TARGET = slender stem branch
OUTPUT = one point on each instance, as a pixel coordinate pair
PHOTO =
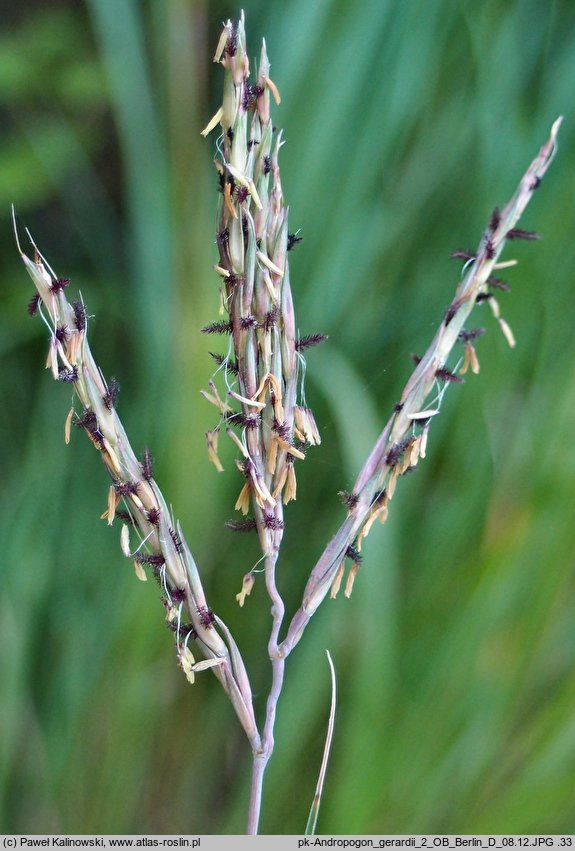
(261, 757)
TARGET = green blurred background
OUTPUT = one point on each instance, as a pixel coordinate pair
(406, 122)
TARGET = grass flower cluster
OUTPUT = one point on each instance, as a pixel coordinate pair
(259, 395)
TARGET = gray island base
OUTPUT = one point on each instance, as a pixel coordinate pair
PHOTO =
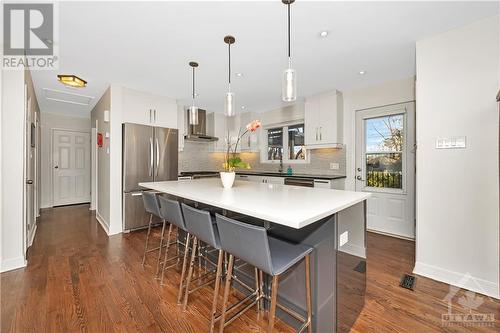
(338, 262)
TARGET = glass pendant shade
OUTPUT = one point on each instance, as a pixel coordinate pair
(229, 106)
(289, 85)
(193, 115)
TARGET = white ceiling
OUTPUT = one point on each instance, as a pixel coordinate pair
(147, 46)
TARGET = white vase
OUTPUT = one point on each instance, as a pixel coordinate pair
(227, 179)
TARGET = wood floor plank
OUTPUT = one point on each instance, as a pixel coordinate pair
(80, 280)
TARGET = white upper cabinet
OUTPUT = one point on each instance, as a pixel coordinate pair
(323, 120)
(148, 109)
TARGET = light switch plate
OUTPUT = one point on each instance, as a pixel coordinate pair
(344, 238)
(452, 142)
(334, 166)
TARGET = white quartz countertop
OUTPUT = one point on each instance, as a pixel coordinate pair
(291, 206)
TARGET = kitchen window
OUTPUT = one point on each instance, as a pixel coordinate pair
(284, 142)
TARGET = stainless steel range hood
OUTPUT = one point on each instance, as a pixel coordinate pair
(199, 132)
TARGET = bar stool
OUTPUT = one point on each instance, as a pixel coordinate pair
(171, 211)
(273, 256)
(202, 227)
(152, 206)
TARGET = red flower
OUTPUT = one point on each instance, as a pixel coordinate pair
(253, 125)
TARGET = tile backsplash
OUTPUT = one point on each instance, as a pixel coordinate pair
(197, 157)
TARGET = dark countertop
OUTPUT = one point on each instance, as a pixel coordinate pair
(295, 175)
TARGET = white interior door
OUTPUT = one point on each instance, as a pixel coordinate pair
(385, 166)
(71, 163)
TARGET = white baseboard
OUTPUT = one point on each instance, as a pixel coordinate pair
(465, 281)
(11, 264)
(102, 222)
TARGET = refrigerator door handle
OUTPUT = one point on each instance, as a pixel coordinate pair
(150, 173)
(157, 156)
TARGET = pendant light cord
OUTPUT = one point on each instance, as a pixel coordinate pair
(289, 53)
(193, 83)
(229, 52)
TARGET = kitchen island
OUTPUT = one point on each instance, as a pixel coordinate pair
(331, 221)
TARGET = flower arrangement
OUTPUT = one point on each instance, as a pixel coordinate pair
(231, 160)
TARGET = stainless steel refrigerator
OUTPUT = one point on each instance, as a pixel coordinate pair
(149, 154)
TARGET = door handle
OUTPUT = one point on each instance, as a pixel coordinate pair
(157, 155)
(150, 173)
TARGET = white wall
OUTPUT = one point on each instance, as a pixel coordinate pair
(48, 122)
(457, 190)
(12, 141)
(386, 93)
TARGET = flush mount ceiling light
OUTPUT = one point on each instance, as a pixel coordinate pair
(229, 107)
(193, 110)
(72, 81)
(289, 84)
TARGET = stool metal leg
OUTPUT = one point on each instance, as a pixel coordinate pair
(166, 253)
(308, 293)
(183, 272)
(272, 310)
(147, 239)
(216, 289)
(161, 246)
(190, 273)
(227, 289)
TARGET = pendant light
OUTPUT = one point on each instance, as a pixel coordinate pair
(289, 84)
(193, 110)
(229, 106)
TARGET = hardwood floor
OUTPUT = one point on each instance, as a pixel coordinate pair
(78, 279)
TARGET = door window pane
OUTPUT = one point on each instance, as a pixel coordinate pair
(296, 149)
(384, 133)
(384, 151)
(384, 170)
(274, 143)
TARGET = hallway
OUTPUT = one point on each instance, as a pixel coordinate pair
(78, 279)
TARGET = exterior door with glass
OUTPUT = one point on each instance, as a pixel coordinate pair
(385, 167)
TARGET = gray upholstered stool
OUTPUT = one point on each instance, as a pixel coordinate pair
(202, 227)
(171, 211)
(270, 255)
(152, 206)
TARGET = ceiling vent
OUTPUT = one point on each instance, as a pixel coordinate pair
(66, 97)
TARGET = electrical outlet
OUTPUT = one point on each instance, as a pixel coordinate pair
(344, 238)
(334, 166)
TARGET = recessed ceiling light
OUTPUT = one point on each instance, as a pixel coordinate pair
(72, 80)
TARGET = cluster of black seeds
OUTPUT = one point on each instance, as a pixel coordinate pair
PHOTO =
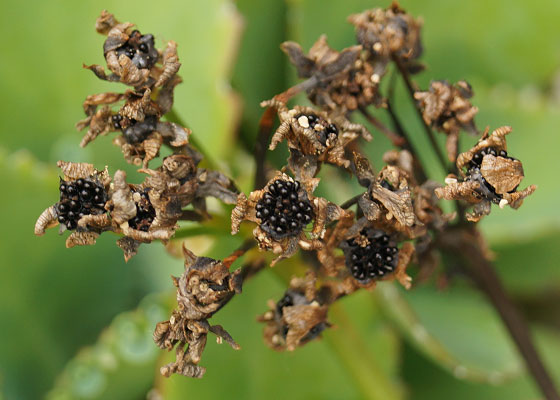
(281, 211)
(136, 131)
(145, 212)
(330, 132)
(78, 198)
(140, 49)
(374, 260)
(474, 173)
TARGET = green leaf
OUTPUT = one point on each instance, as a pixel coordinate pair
(456, 329)
(121, 364)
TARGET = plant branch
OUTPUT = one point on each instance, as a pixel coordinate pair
(465, 243)
(427, 129)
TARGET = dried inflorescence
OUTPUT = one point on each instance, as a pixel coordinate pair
(314, 137)
(138, 121)
(132, 57)
(338, 80)
(282, 210)
(388, 201)
(488, 175)
(447, 108)
(203, 289)
(82, 205)
(298, 317)
(387, 34)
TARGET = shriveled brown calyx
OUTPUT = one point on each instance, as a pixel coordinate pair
(204, 288)
(81, 208)
(297, 318)
(340, 80)
(388, 201)
(447, 108)
(488, 175)
(369, 254)
(282, 211)
(314, 137)
(132, 57)
(138, 121)
(388, 33)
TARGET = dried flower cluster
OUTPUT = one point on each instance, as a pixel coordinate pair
(397, 214)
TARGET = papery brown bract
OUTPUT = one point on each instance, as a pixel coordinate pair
(203, 289)
(488, 175)
(388, 33)
(286, 245)
(88, 226)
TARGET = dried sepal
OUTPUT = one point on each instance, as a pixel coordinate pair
(204, 288)
(317, 134)
(342, 80)
(282, 210)
(488, 175)
(81, 207)
(447, 108)
(388, 200)
(132, 57)
(297, 318)
(387, 33)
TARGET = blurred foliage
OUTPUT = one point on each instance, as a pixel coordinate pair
(428, 343)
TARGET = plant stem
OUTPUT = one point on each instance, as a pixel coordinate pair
(429, 133)
(465, 243)
(396, 140)
(265, 129)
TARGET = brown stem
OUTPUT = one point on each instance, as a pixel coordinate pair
(427, 129)
(265, 129)
(465, 244)
(396, 139)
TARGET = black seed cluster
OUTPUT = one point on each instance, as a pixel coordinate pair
(140, 49)
(474, 172)
(136, 131)
(145, 213)
(376, 259)
(328, 132)
(281, 211)
(78, 198)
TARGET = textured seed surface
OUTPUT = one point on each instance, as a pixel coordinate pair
(78, 198)
(281, 210)
(376, 259)
(140, 49)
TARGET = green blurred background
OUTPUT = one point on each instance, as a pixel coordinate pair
(76, 324)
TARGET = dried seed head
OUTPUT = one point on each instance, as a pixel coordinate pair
(317, 135)
(83, 195)
(447, 108)
(490, 175)
(297, 318)
(132, 57)
(204, 288)
(373, 255)
(389, 33)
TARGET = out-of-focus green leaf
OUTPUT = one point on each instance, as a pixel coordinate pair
(311, 372)
(53, 300)
(122, 362)
(456, 329)
(426, 381)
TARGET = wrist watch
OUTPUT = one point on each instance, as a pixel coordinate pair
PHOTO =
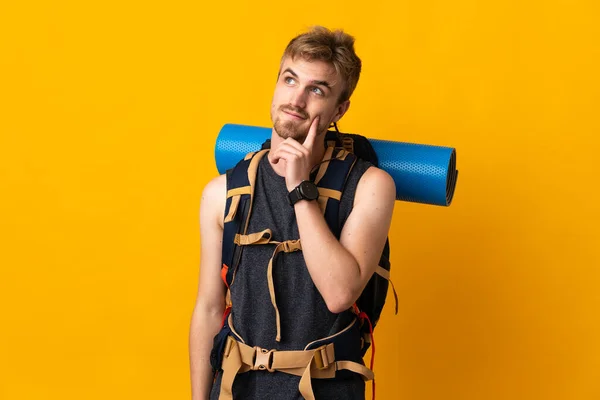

══════════

#### [Directions for this task]
Exclude the pictures and repeat every other part of the records word for word.

#### [Reply to the task]
TARGET = slender stem branch
OUTPUT = one point on each instance, as a pixel coordinate pair
PHOTO =
(261, 757)
TARGET = green blurred background
OUTPUT = one point on each instance, as a pixel coordinate pair
(406, 122)
TARGET = grass flower cluster
OUTPUT = one point on each instance, as a pixel coordinate pair
(259, 395)
TARGET = gray island base
OUTPUT = one point on each instance, as a pixel coordinate pair
PHOTO =
(338, 262)
TARGET = glass pendant shade
OUTPUT = one point on each instance, as a pixel coordinate pair
(229, 106)
(289, 85)
(193, 115)
TARGET = white ceiling
OUTPUT = one point on each instance, as a pixel coordinate pair
(147, 46)
TARGET = white vase
OUTPUT = one point on each instance, as a pixel coordinate pair
(227, 179)
TARGET = wood floor plank
OUTPUT = one point on each instance, as a pixel coordinate pair
(80, 280)
TARGET = white upper cabinet
OUTPUT = one point on each instance, as a pixel coordinate pair
(323, 120)
(148, 109)
TARGET = light switch plate
OUTPUT = one point on each instance, as a pixel coordinate pair
(344, 238)
(452, 142)
(334, 166)
TARGET = white quartz countertop
OUTPUT = one point on each instance, as a pixel coordinate pair
(291, 206)
TARGET = kitchen window
OUTPUT = one point on each instance, as a pixel coordinate pair
(284, 142)
TARGET = stainless steel range hood
OUTPUT = one point on each instance, as a pixel coordinate pair
(199, 132)
TARGET = bar stool
OUTPUT = one point on each instance, as a pixel coordinate pair
(171, 211)
(273, 256)
(202, 227)
(152, 206)
TARGET = red flower
OUTPUT = one point on each instance, as a pixel coordinate pair
(253, 125)
TARGET = tile backsplash
OUTPUT = one point on each instance, as a pixel coordinate pair
(197, 157)
TARGET = dark countertop
OUTPUT = one point on each instance, as a pixel coordinate pair
(295, 175)
TARGET = white interior door
OUTPUT = one point on each instance, as a pixel coordinate pair
(385, 166)
(71, 163)
TARGET = white baseboard
OUTPUT = one point on each instance, as a pixel coordinate pair
(465, 281)
(11, 264)
(102, 222)
TARGET = refrigerator door handle
OUTPUT = one point on each instance, as a pixel coordinate pair
(150, 173)
(157, 156)
TARGET = pendant light cord
OUTPUT = one point on each instance, as a pixel coordinate pair
(289, 53)
(193, 83)
(229, 52)
TARGET = kitchen island
OUTPUT = one point on each instance, as a pixel coordinate pair
(331, 221)
TARGET = flower arrangement
OUTPUT = one point on each instance, as a pixel coordinate pair
(231, 160)
TARGET = stainless steel refrigerator
OUTPUT = one point on each instance, as a pixel coordinate pair
(149, 154)
TARGET = door handle
OUTPUT = one point on each instance, as a pixel coordinate pair
(157, 155)
(150, 173)
TARGET = white wall
OUTPUT = one point on each instance, as a pixel coordinate pair
(48, 122)
(457, 190)
(12, 141)
(386, 93)
TARGET = flush mount ceiling light
OUTPUT = one point on each instance, as a pixel coordinate pair
(229, 107)
(193, 110)
(72, 81)
(289, 84)
TARGET = stool metal leg
OUTPUT = one point on each instance, as a pixel coordinate pair
(166, 253)
(308, 293)
(183, 272)
(272, 310)
(147, 239)
(216, 289)
(161, 246)
(190, 273)
(227, 289)
TARGET = pendant light
OUTPUT = one point on each instance, as a pixel coordinate pair
(289, 84)
(193, 110)
(229, 106)
TARGET = hardwood floor
OUTPUT = one point on each instance, as a pixel coordinate pair
(78, 279)
TARGET = door window pane
OUTPUT = one point on each instance, as a pixel coordinate pair
(296, 149)
(384, 133)
(384, 151)
(384, 170)
(274, 143)
TARGET = hallway
OUTPUT = one point on each instance, as a pixel coordinate pair
(78, 279)
TARGET = exterior door with glass
OUTPUT = one point on each instance, as a pixel coordinate pair
(385, 167)
TARGET = gray upholstered stool
OUTPUT = one point on each instance, as a pixel coordinate pair
(202, 227)
(171, 211)
(270, 255)
(152, 206)
TARGET = ceiling vent
OUTPUT = one point on each instance, as a pixel coordinate pair
(66, 97)
TARGET = electrical outlet
OUTPUT = one point on each instance, as a pixel coordinate pair
(344, 238)
(334, 166)
TARGET = recessed ceiling light
OUTPUT = one point on each instance, as a pixel coordinate pair
(72, 80)
TARGET = cluster of black seeds
OUTPUT = one point on each instance, as a pixel coordinate pair
PHOTO =
(281, 211)
(136, 131)
(145, 212)
(330, 132)
(78, 198)
(140, 49)
(374, 260)
(474, 173)
TARGET = green leaf
OUTPUT = one point on each instance, as a pixel coordinate pair
(456, 329)
(121, 364)
TARGET = plant branch
OUTPUT = one point on each instance, as a pixel coordinate pair
(465, 243)
(427, 129)
TARGET = dried inflorescence
OUTPUT = one point on each instance, as a pixel coordinate pair
(314, 137)
(138, 121)
(132, 57)
(338, 80)
(282, 210)
(388, 201)
(488, 175)
(447, 108)
(203, 289)
(82, 205)
(298, 317)
(387, 34)
TARGET = shriveled brown calyx
OUTPUT = one point on each instance, as a pixel coordinate pair
(204, 288)
(81, 208)
(297, 318)
(340, 80)
(388, 201)
(447, 108)
(488, 175)
(369, 254)
(282, 211)
(314, 137)
(132, 57)
(138, 121)
(388, 33)
TARGET = dried flower cluster
OUTPUT = one point on each instance, as a pixel coordinate pair
(397, 214)
TARGET = papery brown bract
OUTPUT = one point on each instance, as a pixel coordinate pair
(203, 289)
(488, 175)
(388, 33)
(286, 245)
(88, 226)
TARGET = dried sepal
OUTPUT = one point on each instance, as a pixel coordinate pair
(204, 288)
(317, 134)
(342, 80)
(282, 210)
(488, 175)
(81, 207)
(447, 108)
(388, 200)
(132, 57)
(297, 318)
(387, 33)
TARGET = blurred foliage
OUTPUT = one point on each instance, as a pixel coordinate pair
(428, 343)
TARGET = plant stem
OUTPUT = one point on each instance, as a pixel coordinate pair
(429, 133)
(465, 243)
(396, 140)
(265, 129)
TARGET = brown stem
OUTPUT = one point on each instance, as a pixel coordinate pair
(427, 129)
(265, 129)
(465, 244)
(396, 139)
TARGET = black seed cluster
OUTPUT = one point on each instance, as a pixel coordinate pair
(140, 49)
(474, 172)
(136, 131)
(145, 213)
(376, 259)
(328, 132)
(281, 211)
(78, 198)
TARGET = textured seed surface
OUTPUT = one point on each instance, as a pixel coordinate pair
(78, 198)
(281, 210)
(376, 259)
(140, 49)
TARGET = green blurred background
OUTPUT = one point on each instance, as a pixel coordinate pair
(76, 324)
TARGET = dried seed head
OUTPUT = one point on each instance, as a pixel coordinate pair
(317, 135)
(83, 195)
(447, 108)
(490, 175)
(297, 318)
(132, 57)
(204, 288)
(373, 255)
(389, 33)
TARGET = out-of-focus green leaf
OUTPUT = one point on each instance, as a pixel coordinate pair
(311, 372)
(53, 300)
(122, 362)
(456, 329)
(426, 381)
TARGET = wrist watch
OUTPUT = one point on each instance, as a pixel coordinate pair
PHOTO =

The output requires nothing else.